■ DATA ■
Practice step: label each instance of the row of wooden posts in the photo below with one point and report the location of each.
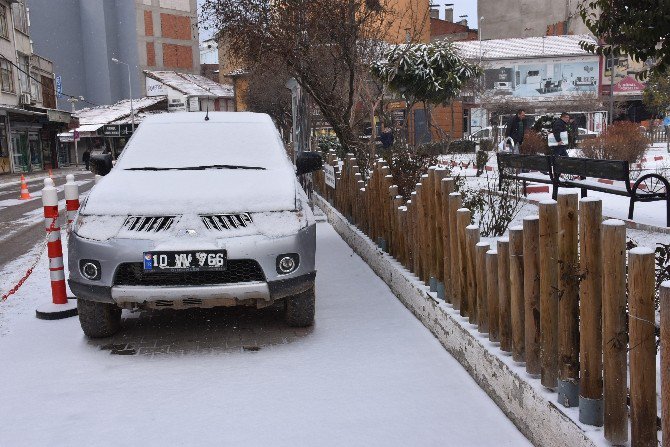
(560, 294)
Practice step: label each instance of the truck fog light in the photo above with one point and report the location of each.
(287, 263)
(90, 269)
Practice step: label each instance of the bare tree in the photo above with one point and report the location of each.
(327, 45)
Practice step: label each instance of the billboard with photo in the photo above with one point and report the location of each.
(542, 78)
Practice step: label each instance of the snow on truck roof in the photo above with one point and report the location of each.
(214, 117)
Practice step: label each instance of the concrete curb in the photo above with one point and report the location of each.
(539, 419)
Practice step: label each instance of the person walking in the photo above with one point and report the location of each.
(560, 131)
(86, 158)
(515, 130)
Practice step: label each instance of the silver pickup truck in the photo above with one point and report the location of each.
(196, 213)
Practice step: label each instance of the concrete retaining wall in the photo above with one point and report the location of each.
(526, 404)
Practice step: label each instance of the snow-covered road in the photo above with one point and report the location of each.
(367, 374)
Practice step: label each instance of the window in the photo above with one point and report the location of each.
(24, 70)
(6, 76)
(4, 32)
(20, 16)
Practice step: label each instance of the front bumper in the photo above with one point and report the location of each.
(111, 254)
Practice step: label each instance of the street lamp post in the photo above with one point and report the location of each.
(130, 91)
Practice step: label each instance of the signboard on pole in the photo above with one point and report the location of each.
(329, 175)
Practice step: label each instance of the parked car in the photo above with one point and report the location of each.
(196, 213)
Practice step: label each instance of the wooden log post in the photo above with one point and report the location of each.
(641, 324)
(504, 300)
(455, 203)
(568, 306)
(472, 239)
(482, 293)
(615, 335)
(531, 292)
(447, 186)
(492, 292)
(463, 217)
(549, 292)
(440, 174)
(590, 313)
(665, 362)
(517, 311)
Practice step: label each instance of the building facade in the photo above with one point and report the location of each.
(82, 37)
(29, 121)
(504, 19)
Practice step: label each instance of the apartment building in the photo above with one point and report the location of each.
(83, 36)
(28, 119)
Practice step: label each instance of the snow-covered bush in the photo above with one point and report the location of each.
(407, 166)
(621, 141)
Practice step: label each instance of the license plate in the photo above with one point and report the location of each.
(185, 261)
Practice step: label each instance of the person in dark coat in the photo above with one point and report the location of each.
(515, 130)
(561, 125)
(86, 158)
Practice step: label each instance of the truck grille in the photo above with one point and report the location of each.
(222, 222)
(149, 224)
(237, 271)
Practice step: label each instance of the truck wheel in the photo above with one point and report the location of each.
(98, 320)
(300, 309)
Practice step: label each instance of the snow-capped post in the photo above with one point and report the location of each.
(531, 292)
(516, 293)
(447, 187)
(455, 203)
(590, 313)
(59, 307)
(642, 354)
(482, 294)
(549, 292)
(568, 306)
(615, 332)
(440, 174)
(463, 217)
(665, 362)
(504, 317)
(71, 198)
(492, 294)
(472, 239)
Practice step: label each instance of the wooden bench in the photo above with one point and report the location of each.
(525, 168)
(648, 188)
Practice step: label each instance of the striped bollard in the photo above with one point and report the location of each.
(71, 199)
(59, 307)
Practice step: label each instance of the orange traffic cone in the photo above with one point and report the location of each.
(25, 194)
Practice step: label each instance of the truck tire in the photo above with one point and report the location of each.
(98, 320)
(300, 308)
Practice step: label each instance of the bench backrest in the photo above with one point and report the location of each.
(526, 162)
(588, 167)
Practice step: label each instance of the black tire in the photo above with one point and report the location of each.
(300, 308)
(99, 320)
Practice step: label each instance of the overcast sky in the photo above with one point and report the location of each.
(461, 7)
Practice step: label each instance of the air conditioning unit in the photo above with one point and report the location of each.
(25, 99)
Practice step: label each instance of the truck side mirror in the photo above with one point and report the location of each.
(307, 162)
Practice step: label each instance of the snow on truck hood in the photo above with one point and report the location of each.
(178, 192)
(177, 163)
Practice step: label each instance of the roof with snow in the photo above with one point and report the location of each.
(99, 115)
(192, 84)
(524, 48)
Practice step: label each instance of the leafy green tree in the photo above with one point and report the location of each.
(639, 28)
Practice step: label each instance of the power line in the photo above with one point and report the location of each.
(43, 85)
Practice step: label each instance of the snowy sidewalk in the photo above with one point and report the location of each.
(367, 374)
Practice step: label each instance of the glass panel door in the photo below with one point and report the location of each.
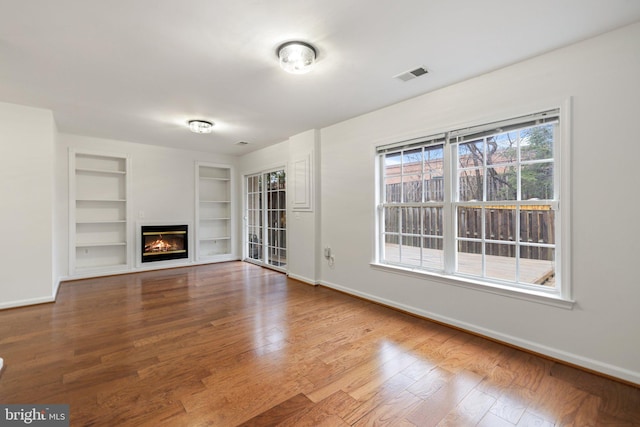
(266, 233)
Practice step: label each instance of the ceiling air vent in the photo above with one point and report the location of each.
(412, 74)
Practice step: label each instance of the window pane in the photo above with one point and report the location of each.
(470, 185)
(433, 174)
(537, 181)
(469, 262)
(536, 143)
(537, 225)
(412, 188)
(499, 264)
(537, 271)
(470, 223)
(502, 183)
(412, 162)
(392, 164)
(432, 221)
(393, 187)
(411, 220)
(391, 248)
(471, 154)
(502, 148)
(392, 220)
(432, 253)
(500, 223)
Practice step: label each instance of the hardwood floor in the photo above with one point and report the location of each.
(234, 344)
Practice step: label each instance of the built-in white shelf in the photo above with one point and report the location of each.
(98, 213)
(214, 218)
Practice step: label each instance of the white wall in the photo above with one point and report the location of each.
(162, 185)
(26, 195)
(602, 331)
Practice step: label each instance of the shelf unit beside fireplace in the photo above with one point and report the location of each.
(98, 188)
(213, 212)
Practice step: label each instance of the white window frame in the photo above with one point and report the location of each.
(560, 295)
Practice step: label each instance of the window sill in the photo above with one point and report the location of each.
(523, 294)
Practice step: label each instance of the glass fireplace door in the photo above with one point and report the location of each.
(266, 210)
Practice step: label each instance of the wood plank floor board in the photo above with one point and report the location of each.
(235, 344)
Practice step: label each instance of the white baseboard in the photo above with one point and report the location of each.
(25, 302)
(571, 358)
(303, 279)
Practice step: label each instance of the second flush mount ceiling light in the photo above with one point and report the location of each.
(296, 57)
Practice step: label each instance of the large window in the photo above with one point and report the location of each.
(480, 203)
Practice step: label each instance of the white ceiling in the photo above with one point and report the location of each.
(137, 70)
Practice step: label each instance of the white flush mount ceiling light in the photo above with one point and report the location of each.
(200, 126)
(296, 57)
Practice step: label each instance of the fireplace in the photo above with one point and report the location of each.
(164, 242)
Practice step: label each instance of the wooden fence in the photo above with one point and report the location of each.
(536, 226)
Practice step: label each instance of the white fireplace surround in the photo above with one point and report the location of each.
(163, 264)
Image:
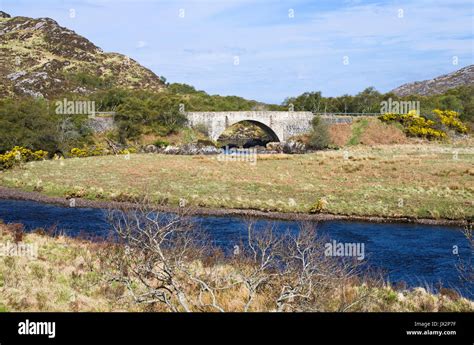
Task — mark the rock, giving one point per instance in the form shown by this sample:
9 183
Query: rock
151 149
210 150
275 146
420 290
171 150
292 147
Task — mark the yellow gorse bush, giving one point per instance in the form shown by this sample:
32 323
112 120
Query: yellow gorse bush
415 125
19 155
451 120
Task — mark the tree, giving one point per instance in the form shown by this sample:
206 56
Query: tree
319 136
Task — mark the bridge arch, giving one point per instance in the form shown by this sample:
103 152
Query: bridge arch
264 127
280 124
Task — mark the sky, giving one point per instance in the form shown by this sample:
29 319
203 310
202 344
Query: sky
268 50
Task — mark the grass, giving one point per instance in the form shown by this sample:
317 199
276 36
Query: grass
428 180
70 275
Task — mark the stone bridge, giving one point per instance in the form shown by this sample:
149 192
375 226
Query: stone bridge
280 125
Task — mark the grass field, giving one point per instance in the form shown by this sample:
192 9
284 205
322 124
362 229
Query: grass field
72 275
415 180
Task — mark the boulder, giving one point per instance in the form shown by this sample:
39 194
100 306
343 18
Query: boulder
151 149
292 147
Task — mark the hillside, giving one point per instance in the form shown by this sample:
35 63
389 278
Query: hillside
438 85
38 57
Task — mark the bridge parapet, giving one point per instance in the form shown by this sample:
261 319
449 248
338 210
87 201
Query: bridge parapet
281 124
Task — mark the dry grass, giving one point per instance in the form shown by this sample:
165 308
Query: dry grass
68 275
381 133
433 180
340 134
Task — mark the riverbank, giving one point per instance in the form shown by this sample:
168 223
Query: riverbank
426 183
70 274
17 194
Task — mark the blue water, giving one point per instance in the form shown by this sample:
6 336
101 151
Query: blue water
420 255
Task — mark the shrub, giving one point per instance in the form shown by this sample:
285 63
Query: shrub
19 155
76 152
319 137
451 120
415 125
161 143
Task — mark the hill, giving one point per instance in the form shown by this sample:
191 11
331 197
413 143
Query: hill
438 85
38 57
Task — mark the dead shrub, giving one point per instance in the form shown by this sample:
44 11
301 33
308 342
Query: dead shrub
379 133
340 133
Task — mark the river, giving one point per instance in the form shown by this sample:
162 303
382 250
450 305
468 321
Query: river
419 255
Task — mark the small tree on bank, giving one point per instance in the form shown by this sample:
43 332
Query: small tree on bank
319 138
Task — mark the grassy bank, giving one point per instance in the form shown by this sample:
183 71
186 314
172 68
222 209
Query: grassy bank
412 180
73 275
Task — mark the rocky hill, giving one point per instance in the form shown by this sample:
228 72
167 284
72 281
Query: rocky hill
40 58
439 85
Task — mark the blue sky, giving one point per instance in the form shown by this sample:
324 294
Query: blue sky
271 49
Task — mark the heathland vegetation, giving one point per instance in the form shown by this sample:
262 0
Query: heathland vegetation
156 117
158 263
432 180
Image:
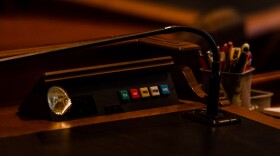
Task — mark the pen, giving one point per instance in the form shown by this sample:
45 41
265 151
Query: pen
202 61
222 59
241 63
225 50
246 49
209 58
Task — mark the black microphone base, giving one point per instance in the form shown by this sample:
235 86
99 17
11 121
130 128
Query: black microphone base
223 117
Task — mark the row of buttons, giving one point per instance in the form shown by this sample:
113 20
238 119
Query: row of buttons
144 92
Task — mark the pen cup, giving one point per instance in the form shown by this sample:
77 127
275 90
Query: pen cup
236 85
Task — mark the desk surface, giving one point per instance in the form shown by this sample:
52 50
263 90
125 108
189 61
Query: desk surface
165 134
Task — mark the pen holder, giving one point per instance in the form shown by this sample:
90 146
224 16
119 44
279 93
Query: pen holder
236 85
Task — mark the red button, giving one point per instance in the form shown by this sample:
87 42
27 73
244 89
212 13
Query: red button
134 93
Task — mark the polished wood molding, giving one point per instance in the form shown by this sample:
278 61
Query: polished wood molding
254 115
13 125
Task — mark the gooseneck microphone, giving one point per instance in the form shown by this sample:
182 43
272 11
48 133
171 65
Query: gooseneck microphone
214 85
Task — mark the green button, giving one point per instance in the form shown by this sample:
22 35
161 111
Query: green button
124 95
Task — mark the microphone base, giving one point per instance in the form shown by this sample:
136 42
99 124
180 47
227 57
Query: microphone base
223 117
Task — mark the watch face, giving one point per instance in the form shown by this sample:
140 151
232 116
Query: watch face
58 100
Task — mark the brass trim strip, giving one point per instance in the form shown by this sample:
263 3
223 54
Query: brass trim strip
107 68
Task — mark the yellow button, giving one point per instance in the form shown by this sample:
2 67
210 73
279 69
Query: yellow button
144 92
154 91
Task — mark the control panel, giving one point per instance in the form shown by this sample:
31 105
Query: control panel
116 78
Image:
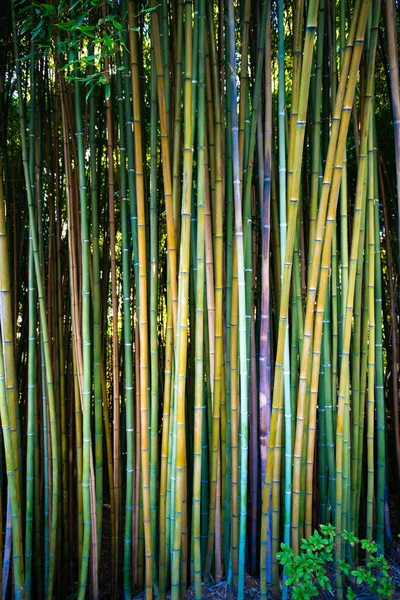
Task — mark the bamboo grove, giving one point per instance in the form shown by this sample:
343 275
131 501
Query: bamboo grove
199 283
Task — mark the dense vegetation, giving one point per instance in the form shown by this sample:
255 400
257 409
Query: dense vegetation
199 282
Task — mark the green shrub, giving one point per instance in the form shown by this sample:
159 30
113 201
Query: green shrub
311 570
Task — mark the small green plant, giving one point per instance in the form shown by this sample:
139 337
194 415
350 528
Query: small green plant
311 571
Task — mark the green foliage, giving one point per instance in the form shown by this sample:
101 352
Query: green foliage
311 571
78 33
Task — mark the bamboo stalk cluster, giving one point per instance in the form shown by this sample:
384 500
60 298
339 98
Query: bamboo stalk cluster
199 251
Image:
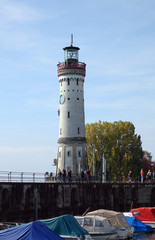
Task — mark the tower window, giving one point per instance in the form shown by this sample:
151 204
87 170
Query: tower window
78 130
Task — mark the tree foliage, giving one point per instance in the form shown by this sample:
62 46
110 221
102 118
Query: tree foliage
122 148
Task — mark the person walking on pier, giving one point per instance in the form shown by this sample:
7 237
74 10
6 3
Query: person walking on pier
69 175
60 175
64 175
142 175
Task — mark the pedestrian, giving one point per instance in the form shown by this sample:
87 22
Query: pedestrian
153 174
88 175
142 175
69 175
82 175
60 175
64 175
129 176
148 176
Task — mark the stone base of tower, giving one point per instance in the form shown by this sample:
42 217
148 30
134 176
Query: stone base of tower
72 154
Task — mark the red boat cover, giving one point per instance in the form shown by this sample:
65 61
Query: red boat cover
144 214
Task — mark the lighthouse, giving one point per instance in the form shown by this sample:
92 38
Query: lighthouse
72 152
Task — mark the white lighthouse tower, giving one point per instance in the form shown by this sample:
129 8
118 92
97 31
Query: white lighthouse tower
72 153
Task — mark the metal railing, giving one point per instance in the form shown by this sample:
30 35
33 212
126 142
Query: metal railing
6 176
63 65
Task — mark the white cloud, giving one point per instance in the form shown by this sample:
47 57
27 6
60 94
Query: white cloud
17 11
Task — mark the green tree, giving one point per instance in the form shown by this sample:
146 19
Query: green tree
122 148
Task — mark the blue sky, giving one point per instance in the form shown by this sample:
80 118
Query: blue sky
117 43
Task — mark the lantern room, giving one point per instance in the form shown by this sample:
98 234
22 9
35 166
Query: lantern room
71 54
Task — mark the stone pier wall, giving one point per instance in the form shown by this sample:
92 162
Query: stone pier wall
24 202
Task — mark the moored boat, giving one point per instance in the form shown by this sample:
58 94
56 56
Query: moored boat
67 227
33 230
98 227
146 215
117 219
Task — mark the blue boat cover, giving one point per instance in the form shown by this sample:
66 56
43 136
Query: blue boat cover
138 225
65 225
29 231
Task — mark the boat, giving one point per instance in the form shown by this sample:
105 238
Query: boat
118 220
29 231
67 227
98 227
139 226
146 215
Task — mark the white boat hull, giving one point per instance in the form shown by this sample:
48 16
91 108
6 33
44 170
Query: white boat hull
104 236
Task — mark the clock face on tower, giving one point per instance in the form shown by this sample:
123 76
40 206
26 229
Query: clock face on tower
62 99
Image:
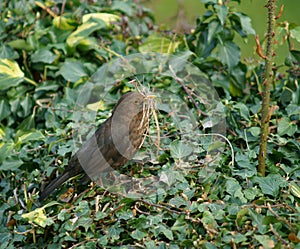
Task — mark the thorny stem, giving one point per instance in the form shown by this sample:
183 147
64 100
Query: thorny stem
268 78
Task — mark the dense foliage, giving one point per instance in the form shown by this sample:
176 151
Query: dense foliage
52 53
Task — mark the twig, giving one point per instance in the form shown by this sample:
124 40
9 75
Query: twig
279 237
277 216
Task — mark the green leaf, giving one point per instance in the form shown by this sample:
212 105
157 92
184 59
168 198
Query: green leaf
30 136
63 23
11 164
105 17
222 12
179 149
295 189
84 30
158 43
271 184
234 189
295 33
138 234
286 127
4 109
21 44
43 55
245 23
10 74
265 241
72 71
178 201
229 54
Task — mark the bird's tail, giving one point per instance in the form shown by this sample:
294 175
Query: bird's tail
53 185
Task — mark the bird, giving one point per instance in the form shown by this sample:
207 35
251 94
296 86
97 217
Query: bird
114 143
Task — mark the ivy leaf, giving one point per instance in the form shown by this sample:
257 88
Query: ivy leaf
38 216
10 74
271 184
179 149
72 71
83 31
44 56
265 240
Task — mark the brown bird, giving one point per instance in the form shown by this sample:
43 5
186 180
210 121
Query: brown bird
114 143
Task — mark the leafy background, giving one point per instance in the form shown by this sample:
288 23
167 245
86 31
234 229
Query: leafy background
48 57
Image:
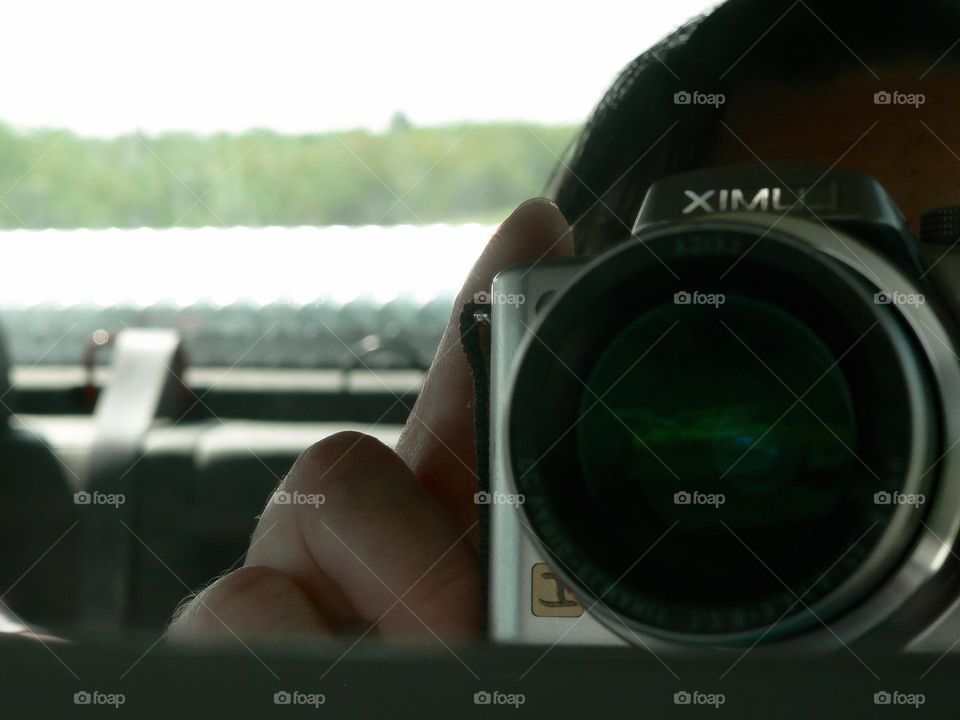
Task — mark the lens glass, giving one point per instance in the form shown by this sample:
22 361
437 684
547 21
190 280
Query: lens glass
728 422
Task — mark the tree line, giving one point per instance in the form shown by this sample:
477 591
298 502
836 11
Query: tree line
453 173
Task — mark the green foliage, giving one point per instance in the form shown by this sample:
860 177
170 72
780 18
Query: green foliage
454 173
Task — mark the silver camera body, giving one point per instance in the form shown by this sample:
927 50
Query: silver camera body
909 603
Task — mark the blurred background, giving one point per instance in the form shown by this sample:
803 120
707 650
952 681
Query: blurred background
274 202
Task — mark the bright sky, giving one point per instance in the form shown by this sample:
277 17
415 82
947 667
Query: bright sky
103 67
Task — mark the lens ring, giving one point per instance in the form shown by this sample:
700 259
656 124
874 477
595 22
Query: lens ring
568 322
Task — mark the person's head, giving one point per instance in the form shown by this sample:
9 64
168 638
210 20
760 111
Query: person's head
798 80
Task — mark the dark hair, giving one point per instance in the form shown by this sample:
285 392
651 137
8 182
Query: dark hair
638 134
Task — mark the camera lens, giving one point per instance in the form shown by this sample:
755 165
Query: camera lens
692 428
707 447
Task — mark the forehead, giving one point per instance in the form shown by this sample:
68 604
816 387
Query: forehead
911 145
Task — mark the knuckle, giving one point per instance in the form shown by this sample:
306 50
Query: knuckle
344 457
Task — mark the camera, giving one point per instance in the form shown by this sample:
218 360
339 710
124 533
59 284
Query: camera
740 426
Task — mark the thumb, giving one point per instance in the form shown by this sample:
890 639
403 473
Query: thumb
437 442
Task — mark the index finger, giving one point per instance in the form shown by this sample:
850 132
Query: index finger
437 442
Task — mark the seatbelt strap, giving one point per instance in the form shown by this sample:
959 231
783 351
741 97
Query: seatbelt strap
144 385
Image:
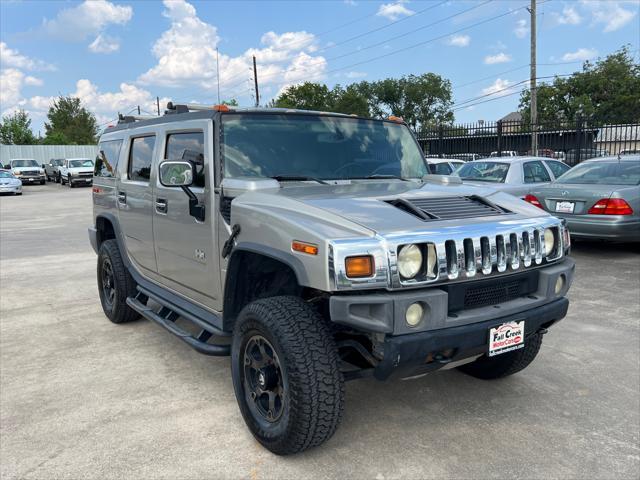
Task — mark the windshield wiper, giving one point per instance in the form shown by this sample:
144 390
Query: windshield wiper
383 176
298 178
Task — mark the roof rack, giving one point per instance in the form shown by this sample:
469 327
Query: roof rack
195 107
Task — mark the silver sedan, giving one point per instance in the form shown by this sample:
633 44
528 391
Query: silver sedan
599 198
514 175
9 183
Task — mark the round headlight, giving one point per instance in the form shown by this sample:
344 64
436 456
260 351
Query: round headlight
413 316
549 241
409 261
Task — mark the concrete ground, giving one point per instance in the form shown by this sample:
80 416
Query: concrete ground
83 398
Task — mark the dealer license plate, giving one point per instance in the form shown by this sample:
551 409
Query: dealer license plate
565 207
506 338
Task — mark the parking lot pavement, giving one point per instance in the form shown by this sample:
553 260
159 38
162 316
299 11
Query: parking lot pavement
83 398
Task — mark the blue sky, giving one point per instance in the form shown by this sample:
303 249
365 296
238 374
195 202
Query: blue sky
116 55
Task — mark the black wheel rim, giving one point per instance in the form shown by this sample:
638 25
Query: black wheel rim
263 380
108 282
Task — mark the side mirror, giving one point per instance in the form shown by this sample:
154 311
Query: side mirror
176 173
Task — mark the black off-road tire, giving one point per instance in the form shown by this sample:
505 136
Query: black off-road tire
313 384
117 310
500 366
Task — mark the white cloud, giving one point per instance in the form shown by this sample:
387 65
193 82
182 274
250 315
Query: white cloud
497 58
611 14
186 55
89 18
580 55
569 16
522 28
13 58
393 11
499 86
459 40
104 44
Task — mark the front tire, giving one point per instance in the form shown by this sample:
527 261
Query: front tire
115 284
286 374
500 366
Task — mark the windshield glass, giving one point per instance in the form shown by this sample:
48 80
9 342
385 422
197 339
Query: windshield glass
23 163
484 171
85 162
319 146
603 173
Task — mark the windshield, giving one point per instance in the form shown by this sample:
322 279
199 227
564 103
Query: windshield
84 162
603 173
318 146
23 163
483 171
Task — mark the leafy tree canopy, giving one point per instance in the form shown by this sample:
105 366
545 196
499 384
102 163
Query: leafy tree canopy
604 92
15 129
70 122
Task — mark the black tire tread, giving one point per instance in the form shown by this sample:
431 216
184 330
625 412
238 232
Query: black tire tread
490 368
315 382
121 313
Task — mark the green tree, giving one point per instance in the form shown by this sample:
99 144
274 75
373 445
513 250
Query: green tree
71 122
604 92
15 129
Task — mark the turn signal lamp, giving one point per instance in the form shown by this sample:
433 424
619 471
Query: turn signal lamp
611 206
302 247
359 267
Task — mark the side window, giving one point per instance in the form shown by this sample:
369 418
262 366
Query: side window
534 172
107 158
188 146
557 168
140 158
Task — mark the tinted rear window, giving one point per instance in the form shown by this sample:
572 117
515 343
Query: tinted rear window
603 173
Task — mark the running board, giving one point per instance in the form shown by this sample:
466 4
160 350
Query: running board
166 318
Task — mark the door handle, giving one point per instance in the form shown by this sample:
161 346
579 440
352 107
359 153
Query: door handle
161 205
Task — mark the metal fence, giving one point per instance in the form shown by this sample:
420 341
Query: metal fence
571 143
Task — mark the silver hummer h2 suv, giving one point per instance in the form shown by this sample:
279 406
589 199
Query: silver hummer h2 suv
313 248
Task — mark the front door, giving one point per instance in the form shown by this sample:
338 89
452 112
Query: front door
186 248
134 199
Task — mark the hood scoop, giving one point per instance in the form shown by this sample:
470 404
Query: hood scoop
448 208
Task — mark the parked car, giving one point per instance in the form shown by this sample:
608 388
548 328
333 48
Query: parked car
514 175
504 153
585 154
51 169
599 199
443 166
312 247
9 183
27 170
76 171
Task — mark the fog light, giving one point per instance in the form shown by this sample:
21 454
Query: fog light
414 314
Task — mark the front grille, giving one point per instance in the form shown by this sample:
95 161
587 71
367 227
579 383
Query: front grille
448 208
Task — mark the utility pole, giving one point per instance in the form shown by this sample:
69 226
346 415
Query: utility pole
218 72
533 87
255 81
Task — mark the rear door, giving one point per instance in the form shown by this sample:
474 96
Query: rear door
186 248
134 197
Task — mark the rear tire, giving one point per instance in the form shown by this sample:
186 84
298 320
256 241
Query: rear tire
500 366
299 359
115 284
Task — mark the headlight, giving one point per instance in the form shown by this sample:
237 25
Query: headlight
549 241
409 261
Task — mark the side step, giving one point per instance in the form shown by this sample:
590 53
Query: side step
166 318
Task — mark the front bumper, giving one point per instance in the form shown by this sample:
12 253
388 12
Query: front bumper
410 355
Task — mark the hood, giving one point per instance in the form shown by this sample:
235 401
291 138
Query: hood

■ WHAT IS BEING ASKED ■
In the listing above, find the line with "Query: front grille" and the line with "Task — mark the hood, giving". Output those two lines and every line between them, exactly as written.

■ SOLVED PROBLEM ■
Query: front grille
448 208
Task — mark the utility pole, giving one point per instance in the form shown by this sample:
69 226
346 415
Query: utility pole
218 72
533 87
255 81
Task — mark the rear door, giving one point per instance in the form shown by this sample:
474 96
Query: rear door
186 248
134 197
Task — mark the rear tire, giving one point per instance in the form shown by this sample:
186 84
298 320
256 241
Query: rear tire
500 366
299 359
115 284
Task — mark the headlight, giving one point per instance in the form shown by this sample:
237 25
Query: headlight
549 241
409 261
Task — mark the side step, giving one point per instance in the form shown by this sample:
590 53
Query: side step
166 318
Task — mark the front bumper, giving one point per instance in the form shown by this sample:
12 253
388 12
Query: front bumper
410 355
Task — mark the hood, giving one point per instance in the form shown by this sample:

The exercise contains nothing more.